Exercise passage
+ + +
Carrying a unique identity to their style Germany Rieslings are marked for their balance between sharp acidity and residual sugar. Due to the severe cold grapes fail to convert the high acidity to sugar completely thus remain low in alcohol too. Riesling by itself is an aromatic grape with oily, floral, perfumed, rubbery, and minerally notes. Masters of Wines Jancis Robinson once quoted Rieslings to be the most dynamic white grape amongst the breed. And all nod in acceptance.
The best of Rieslings come from the regions of Mosel, Rheingau, Nahe, Pfalz, and Franken. Baden and Rheinhessen, other two important wine-producing regions, do a better job at producing other local varieties. Every region provides an element in their wines which becomes the identity of the place too. Mosel Rieslings are marked for their light-body, crispness, and minerality, the Hunsruck Mountain protected Nahe provides pineapple notes, while Pfalz have a strange yet amicable spiciness to its whites. Rheingau’s startigical position provides a longer ripening period to its grapes thus the wines are more flavoursome, fruity, and rich. It is because of this it is believed that Rheingau Rieslings are the best pick at any given point.
+ + +
Record set
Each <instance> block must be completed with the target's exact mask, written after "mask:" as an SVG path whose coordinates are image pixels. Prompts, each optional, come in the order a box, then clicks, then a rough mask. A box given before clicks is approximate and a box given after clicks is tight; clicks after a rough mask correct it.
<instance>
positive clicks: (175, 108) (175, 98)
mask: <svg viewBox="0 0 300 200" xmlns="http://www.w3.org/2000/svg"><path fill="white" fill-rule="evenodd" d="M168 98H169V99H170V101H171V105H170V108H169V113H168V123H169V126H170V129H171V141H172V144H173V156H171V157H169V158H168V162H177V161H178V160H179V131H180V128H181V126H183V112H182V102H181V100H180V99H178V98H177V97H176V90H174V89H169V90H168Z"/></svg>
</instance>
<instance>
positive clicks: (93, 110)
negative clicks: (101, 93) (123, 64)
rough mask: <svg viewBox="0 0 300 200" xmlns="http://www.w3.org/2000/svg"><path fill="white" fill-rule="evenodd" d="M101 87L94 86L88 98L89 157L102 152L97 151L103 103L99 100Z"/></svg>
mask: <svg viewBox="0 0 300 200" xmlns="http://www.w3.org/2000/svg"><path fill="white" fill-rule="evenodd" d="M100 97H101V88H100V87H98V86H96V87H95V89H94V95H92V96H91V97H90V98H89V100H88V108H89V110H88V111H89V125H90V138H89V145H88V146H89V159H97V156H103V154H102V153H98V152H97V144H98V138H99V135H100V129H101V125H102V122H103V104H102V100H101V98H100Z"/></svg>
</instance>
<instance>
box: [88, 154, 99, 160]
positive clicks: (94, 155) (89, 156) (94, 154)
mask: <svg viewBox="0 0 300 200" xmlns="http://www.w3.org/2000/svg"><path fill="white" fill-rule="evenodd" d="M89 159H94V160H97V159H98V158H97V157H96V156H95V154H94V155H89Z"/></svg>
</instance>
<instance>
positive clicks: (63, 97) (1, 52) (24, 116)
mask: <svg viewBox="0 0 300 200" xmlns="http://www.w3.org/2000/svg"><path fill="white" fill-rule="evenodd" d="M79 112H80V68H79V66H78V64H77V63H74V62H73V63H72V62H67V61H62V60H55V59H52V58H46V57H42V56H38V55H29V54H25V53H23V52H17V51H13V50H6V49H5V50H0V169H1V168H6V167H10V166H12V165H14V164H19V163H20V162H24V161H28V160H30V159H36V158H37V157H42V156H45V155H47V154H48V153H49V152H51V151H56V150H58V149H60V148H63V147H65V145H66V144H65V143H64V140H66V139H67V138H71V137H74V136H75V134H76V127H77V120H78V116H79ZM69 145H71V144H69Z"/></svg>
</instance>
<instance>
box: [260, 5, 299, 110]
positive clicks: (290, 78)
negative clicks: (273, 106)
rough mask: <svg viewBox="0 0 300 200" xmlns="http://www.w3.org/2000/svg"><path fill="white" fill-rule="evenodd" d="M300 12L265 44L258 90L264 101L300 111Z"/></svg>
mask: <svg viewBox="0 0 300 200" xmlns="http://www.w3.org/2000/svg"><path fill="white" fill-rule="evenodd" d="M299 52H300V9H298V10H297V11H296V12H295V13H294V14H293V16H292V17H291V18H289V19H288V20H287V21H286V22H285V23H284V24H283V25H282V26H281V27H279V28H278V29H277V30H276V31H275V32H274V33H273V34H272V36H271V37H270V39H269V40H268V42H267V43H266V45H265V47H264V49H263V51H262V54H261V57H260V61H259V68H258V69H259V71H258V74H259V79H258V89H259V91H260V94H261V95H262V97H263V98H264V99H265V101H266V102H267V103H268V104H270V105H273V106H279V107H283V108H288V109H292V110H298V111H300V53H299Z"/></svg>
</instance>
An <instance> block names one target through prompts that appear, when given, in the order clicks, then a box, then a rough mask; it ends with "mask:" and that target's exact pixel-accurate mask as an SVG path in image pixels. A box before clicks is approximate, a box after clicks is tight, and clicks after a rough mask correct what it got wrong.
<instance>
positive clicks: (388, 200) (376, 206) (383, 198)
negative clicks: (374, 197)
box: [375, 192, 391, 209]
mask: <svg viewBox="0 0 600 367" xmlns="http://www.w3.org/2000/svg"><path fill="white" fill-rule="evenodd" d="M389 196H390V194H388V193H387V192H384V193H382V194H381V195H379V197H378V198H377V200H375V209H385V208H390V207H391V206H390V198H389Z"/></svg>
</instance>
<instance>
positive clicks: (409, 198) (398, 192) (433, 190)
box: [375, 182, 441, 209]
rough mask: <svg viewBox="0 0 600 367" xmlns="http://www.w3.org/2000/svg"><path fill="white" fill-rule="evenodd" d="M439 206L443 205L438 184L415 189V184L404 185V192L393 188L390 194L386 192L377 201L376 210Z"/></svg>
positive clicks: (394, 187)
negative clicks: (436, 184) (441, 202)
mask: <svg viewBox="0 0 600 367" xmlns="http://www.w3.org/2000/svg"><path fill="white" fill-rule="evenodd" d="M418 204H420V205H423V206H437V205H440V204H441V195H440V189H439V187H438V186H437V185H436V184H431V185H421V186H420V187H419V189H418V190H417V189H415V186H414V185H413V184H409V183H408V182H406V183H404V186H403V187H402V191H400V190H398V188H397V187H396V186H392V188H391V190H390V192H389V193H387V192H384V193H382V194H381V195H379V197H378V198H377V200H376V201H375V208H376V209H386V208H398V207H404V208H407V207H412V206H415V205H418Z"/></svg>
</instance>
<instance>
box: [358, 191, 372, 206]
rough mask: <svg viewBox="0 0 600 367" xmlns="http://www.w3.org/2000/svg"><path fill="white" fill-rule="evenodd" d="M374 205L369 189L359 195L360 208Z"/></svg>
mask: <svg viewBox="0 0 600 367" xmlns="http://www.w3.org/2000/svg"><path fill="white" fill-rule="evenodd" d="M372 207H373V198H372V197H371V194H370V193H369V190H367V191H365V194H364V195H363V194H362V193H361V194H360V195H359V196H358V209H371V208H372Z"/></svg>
+ + +
Directions
• 1. Which regions does the Riesling passage name as the source of the best Rieslings?
• 2. What follows the final sentence of the Riesling passage? Write the continuation.

Replies
• 1. Mosel, Rheingau, Nahe, Pfalz, and Franken.

• 2.
Sommelier Gurjit Singh BARRY and sommelier Gagan SHARMA had their eyes lit up with joy with every pouring portion. Here are their reviews of some of the wines they tasted:
2009 Weingut Dr. Siemens Riesling Kabinett– Mosel
Young pale straw appearance with some fine petillance. Floral and orange marmalade nose, typical to the region. Young off-dry palate but very refined and complex. Notes of rubber, candied white fruits, peach puree, mint candy, and eucalyptus. Easy sipping wine with low alcohol and commendable acid-sugar balance. A great wine overall.
Youthful appearance. Great nose with so much to offer. Old rubber, oily touches, undertones of white fruits, tad meaty, but overall perfumed and aromatic notes. Very appealing palate, clean fresh acidity, tad syrupy but not cloying, white fruits, apple tart, cashew, and touch of white smoke. Great balance.
2009 Weingut Karthauserhof Riesling Kabinett – Mosel
Pale straw appearance with touch of green. Mild nose, fresh white and green fruits, touch grassy, creamy, and floral, like African Jelly. Dry perfectly balanced palate with floral, limey acidity, crunchy and earthy notes. An age-worthy wine. One of the best in the lot.
Very appealing nose with oily, minerally, gripping rubbery and musky notes Dry palate with some residual sugar. Coating rubberiness, almost chewy. Great tart acidity, low alcohol, and medium bodied. Very well balanced, structured, and elegant. Spiciness persistent on the aftertaste. A must-have.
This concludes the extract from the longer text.